- **The problem**:
Pull out every line of the material below that contains the string "building" and copy each one in full. Matching is case-sensitive.

- **Data in this exercise**:
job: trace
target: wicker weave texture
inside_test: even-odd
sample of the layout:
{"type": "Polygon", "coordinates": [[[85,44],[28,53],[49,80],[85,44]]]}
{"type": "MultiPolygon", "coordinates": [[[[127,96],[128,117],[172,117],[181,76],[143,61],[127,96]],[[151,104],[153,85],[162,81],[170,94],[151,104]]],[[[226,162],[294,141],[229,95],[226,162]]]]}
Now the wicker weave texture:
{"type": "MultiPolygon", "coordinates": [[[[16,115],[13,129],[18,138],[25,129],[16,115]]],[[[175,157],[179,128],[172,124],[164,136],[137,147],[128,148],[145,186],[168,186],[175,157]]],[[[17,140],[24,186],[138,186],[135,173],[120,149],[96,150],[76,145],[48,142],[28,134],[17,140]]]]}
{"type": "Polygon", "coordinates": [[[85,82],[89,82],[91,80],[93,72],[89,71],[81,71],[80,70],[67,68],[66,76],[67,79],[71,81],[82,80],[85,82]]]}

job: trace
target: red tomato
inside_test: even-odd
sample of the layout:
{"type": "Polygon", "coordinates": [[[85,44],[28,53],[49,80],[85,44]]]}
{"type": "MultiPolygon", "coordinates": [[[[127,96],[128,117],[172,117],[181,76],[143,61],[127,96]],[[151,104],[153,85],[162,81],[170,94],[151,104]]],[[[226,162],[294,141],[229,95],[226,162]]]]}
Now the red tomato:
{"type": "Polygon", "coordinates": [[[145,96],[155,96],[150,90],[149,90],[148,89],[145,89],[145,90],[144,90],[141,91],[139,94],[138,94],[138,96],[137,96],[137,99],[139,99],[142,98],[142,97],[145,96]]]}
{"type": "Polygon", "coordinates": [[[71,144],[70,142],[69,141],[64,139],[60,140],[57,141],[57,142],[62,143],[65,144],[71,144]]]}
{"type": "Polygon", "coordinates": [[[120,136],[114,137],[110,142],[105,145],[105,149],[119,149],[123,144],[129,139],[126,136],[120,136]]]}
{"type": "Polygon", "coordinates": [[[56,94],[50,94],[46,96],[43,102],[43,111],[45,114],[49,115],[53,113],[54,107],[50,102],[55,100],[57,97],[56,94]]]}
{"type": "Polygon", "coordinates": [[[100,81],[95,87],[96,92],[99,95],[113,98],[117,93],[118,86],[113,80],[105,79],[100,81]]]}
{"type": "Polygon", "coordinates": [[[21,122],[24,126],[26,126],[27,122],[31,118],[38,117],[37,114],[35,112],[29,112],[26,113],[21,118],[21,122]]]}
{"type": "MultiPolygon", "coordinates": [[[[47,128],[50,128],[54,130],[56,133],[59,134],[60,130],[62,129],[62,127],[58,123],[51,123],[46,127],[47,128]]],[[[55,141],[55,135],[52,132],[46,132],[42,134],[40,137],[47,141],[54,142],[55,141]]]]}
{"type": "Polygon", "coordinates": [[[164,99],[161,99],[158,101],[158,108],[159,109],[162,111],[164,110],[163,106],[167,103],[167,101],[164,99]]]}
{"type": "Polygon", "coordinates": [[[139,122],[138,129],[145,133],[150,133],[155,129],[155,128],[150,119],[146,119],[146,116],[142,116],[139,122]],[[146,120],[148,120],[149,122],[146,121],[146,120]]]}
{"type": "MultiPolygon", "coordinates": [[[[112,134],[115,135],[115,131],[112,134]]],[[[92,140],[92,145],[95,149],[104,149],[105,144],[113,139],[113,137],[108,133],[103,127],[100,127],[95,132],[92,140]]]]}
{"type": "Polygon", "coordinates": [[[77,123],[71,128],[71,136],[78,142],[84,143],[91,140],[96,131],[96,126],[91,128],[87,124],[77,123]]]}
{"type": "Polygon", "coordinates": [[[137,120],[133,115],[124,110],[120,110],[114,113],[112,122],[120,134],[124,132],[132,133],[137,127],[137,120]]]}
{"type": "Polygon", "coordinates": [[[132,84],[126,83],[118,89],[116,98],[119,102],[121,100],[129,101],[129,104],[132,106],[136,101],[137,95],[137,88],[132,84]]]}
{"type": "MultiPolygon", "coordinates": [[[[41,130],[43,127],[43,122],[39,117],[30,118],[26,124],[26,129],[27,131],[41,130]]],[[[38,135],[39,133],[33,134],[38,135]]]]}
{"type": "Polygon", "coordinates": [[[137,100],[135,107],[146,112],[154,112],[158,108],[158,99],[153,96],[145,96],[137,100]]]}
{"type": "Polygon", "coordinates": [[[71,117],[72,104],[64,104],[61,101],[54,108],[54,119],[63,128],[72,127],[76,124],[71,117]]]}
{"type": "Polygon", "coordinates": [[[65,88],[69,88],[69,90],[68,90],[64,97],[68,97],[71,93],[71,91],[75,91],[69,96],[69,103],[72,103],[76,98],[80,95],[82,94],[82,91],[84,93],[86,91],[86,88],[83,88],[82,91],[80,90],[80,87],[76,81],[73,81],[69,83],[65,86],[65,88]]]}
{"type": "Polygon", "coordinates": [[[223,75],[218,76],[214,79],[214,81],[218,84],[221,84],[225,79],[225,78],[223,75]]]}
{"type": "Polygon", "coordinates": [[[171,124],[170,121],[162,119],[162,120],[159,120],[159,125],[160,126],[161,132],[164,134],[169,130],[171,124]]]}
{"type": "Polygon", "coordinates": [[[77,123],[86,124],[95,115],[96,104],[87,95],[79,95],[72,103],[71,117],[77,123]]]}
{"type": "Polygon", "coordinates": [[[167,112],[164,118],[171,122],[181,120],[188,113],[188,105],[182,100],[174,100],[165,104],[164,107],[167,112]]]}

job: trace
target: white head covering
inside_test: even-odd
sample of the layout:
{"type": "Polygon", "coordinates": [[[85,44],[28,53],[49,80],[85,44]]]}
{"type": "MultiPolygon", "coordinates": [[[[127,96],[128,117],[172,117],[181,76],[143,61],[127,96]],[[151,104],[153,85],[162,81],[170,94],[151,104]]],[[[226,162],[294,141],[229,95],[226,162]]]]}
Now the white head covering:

==

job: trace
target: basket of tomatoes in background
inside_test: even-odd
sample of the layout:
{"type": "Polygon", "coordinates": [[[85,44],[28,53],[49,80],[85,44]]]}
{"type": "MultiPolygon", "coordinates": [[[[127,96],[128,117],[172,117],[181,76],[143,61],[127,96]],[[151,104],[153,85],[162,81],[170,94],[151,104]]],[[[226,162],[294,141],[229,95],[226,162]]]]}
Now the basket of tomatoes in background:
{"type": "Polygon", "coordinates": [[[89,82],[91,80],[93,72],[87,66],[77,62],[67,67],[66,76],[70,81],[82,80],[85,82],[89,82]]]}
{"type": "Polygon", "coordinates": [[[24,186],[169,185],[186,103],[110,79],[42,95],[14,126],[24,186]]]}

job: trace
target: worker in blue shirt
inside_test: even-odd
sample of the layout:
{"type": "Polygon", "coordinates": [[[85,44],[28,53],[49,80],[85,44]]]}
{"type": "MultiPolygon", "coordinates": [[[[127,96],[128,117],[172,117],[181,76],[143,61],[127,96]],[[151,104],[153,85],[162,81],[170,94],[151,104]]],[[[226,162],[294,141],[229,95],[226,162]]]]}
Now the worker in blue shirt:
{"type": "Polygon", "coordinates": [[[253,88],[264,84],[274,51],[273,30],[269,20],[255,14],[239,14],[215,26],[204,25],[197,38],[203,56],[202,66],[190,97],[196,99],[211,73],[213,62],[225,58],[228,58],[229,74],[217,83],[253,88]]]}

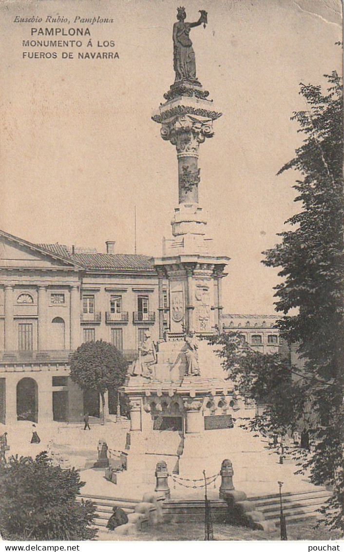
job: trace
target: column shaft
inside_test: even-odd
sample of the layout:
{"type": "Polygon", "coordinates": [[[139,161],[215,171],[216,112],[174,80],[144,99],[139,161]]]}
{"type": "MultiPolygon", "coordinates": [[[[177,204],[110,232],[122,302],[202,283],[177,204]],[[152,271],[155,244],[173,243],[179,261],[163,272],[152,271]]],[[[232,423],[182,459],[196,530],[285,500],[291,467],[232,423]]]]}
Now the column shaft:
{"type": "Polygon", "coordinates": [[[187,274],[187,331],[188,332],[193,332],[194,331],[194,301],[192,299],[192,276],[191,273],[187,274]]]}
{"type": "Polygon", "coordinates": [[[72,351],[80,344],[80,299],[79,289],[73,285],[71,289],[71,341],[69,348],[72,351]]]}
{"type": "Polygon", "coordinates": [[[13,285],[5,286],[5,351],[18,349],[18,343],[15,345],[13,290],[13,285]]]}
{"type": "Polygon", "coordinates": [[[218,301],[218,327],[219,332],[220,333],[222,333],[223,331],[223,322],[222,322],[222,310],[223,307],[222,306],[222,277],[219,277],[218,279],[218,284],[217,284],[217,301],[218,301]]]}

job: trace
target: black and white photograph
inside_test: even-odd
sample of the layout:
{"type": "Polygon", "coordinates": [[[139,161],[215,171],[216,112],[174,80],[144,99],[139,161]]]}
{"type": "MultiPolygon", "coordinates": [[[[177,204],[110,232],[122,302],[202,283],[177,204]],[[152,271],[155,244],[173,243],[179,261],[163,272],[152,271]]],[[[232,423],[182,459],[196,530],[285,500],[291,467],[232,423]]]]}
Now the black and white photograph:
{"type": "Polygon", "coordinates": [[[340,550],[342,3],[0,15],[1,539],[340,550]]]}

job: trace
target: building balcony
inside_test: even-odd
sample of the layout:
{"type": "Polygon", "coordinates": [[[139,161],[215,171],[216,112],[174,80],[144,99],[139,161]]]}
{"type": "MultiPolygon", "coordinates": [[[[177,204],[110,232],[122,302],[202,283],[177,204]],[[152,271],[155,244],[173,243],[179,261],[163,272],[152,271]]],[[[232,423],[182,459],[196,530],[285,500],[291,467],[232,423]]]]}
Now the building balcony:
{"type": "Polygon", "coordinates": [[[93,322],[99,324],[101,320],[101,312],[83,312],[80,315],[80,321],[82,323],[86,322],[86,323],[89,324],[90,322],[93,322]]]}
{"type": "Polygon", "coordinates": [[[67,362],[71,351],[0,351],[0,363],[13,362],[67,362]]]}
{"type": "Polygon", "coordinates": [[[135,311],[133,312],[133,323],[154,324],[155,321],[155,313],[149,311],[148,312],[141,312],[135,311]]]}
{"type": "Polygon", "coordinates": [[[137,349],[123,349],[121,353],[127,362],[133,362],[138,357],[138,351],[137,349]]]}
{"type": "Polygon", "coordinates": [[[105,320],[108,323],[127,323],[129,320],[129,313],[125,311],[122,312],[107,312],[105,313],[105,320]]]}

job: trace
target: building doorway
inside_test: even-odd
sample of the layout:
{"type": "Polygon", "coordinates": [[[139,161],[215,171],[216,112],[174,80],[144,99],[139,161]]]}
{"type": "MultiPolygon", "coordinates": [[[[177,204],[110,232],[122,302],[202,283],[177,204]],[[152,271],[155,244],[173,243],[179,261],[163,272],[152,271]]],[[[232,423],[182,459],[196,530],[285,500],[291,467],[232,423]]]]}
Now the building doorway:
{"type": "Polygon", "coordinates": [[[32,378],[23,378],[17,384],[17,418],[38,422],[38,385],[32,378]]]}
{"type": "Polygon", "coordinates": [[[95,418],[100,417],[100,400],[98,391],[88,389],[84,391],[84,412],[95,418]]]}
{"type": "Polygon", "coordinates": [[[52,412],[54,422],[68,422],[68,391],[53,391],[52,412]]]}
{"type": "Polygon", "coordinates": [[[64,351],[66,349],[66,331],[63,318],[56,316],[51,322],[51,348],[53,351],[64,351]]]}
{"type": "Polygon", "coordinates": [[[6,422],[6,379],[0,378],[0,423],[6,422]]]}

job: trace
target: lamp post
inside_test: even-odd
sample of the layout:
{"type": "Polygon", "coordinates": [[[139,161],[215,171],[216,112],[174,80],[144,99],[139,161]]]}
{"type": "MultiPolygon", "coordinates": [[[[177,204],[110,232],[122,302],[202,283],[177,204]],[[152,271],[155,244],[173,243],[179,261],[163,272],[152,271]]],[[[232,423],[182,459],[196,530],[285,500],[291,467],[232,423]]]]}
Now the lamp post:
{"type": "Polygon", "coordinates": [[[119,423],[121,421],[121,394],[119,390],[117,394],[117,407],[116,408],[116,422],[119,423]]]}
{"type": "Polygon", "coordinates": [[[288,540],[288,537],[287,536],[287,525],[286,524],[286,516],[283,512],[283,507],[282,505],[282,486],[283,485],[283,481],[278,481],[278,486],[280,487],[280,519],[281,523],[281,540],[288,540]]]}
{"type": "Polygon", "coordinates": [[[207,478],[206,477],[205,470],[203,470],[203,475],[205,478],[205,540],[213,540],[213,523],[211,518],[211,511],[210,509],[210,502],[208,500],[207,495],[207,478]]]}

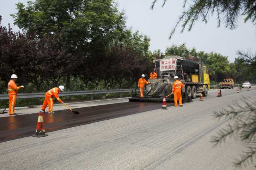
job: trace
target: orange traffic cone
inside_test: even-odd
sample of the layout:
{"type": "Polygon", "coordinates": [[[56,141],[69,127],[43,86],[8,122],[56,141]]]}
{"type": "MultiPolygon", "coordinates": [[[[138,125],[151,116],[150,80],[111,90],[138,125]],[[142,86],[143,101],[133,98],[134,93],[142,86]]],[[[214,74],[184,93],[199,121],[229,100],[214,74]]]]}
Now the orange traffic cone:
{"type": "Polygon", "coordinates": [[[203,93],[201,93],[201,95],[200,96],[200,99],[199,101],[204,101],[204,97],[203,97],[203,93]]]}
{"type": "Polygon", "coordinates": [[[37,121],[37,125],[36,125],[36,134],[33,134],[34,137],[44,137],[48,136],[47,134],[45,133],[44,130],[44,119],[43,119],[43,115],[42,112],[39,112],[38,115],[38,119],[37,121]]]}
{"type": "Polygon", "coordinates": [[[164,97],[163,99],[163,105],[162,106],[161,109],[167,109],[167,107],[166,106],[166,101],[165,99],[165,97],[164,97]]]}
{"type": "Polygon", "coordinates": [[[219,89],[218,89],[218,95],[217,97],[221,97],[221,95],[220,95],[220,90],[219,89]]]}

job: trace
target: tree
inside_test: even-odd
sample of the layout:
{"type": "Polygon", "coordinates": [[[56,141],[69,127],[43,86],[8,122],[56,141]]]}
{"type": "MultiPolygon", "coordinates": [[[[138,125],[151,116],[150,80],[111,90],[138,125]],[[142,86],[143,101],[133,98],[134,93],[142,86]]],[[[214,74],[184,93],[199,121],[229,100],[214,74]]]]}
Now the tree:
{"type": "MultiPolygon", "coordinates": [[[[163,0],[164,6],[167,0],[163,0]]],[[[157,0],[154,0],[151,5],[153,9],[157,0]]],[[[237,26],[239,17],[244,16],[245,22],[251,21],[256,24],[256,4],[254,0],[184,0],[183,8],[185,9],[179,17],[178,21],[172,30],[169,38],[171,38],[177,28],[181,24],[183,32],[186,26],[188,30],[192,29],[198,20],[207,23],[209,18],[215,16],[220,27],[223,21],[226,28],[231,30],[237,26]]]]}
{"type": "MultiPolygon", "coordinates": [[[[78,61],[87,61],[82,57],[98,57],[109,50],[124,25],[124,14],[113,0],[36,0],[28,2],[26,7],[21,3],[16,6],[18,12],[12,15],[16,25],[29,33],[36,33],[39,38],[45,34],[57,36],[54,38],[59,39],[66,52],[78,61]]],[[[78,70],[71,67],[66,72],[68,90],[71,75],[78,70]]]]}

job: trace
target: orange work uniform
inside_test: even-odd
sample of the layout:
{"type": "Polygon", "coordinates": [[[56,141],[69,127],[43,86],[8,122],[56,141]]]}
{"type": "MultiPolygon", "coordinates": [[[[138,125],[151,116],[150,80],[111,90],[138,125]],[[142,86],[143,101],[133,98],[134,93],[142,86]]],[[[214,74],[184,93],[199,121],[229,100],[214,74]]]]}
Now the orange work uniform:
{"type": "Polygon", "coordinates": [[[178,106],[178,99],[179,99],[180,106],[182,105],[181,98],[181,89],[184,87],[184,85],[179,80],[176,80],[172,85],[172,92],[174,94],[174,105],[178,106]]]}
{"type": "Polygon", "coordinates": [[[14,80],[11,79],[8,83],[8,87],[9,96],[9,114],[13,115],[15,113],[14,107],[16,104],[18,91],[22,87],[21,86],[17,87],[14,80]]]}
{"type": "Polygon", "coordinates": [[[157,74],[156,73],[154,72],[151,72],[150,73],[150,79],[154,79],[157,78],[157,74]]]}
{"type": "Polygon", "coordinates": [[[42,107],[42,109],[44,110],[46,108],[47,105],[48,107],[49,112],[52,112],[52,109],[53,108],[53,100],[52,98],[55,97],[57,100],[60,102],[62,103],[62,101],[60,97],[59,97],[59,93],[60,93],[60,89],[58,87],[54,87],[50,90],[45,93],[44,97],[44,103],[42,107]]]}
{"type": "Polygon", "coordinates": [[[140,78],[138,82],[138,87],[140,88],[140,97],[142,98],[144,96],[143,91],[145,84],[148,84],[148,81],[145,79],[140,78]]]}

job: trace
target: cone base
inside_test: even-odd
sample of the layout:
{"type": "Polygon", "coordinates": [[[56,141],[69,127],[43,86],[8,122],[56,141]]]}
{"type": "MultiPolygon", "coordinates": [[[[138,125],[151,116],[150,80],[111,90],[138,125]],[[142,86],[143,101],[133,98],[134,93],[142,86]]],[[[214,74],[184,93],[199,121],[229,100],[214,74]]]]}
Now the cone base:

...

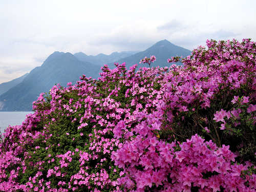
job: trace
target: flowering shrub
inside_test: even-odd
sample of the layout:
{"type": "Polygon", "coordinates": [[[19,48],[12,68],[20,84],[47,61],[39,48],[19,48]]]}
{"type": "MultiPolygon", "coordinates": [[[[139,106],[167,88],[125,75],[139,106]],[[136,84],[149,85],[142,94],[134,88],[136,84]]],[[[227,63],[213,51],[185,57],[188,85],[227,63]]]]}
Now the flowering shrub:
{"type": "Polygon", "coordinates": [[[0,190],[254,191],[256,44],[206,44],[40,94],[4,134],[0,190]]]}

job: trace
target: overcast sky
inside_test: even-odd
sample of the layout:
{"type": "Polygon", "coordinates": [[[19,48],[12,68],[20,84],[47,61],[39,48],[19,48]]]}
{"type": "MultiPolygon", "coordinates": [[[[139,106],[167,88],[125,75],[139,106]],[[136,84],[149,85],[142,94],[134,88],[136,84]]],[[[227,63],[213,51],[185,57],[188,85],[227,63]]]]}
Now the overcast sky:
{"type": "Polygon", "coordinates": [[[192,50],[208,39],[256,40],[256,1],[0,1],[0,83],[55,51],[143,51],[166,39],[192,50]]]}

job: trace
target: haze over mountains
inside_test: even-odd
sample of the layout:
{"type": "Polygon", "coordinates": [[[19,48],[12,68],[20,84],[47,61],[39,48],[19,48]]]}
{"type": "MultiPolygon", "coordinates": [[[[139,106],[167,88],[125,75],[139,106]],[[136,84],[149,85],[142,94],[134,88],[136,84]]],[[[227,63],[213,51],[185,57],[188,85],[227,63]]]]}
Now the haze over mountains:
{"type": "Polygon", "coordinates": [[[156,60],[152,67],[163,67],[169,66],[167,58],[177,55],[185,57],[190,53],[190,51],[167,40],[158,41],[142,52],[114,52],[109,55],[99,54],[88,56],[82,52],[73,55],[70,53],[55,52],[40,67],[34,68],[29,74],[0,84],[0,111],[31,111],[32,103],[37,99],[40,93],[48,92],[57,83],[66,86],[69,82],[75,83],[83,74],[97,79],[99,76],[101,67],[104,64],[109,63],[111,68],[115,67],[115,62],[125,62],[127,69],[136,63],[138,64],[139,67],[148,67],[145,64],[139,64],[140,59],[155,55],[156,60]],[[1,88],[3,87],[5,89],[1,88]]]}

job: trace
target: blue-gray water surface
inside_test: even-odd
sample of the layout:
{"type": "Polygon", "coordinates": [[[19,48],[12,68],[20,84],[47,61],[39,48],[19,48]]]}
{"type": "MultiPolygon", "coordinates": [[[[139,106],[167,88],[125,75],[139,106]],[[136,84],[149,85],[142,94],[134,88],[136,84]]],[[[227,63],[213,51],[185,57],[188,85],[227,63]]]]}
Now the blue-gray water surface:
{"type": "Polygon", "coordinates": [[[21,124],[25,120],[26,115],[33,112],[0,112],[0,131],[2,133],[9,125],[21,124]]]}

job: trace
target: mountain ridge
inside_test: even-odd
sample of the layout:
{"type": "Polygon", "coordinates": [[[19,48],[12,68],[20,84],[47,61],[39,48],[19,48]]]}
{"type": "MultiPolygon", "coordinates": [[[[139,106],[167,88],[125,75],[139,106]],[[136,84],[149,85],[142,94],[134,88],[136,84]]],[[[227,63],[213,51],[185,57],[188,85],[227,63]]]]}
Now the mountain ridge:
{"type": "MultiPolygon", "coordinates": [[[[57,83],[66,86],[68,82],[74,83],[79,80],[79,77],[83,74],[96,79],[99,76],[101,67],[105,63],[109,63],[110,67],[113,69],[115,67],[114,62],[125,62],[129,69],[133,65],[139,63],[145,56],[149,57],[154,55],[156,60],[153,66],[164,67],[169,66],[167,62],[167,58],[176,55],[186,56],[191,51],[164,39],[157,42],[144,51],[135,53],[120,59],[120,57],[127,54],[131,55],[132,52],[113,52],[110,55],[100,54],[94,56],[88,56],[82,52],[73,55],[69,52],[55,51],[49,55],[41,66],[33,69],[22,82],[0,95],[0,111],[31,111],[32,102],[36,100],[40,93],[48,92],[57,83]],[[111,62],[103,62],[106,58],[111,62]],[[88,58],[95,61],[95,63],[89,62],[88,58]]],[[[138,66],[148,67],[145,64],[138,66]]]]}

- **Response to this task**:
target: building balcony
Now the building balcony:
target: building doorway
Now the building doorway:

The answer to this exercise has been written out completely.